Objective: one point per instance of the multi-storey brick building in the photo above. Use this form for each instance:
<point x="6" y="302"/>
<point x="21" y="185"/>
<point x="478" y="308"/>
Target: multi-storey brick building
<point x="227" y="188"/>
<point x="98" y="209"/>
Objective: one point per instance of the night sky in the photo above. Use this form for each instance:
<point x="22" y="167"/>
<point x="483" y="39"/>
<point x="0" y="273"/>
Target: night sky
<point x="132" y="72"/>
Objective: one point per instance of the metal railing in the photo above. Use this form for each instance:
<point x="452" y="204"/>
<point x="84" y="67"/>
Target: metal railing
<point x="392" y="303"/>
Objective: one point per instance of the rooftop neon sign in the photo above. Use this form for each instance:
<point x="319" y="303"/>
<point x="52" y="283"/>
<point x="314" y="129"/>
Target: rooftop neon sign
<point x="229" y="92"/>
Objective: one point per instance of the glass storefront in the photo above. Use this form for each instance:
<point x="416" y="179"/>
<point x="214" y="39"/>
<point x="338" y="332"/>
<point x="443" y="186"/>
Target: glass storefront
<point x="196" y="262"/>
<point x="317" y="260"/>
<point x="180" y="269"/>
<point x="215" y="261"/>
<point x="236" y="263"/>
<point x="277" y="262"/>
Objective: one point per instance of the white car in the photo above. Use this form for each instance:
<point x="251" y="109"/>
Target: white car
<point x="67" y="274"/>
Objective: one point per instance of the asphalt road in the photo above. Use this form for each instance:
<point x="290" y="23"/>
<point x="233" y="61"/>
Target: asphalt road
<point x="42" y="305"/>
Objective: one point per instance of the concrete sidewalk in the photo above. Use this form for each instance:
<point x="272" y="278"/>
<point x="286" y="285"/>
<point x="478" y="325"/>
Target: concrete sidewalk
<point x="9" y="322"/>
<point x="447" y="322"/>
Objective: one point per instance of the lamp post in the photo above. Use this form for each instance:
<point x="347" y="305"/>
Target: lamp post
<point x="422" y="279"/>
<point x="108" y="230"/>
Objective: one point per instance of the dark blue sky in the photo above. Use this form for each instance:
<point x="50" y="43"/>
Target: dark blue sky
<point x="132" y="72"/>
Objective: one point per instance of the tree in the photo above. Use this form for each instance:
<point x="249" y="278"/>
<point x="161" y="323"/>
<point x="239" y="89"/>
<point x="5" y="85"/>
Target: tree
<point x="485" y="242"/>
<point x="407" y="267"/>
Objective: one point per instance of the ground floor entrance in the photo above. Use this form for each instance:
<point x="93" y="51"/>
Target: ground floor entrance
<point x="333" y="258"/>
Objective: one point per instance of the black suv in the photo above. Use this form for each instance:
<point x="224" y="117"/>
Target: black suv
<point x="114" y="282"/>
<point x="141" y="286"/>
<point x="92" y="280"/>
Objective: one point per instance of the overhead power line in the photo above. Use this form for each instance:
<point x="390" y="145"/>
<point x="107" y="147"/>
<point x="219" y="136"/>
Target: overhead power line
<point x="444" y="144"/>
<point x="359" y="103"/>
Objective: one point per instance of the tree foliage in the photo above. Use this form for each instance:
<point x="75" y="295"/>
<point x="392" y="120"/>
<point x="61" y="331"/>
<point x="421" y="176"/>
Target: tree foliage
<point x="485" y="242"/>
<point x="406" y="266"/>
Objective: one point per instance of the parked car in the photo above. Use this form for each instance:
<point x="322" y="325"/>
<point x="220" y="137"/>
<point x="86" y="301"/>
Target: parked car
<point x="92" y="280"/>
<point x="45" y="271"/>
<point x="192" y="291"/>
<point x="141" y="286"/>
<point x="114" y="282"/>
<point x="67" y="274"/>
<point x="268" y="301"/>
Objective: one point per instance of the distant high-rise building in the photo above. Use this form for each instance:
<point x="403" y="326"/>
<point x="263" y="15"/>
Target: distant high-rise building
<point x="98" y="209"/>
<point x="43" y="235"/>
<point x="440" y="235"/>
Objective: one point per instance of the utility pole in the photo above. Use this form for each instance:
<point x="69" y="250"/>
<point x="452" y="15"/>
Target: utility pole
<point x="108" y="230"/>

+++++

--- AUFGABE ---
Schreibe die Datensätze neu, beginnend mit der Zeile, die „Objective: one point per instance of the distant“ enthält, und endend mit dem Schluss der Datensätze. Ersetze dabei „utility pole“ durch „power pole“ und lass alles andere unverändert.

--- RICHTIGE AUSGABE ---
Objective: one point per instance of the distant high-rise building in the photo above. Use this form for each instance:
<point x="403" y="326"/>
<point x="263" y="15"/>
Target: distant high-rise building
<point x="98" y="209"/>
<point x="43" y="235"/>
<point x="440" y="235"/>
Objective: one point per instance of the power pole in the photo above. Use this form for each instance:
<point x="69" y="250"/>
<point x="452" y="15"/>
Target: power pole
<point x="108" y="230"/>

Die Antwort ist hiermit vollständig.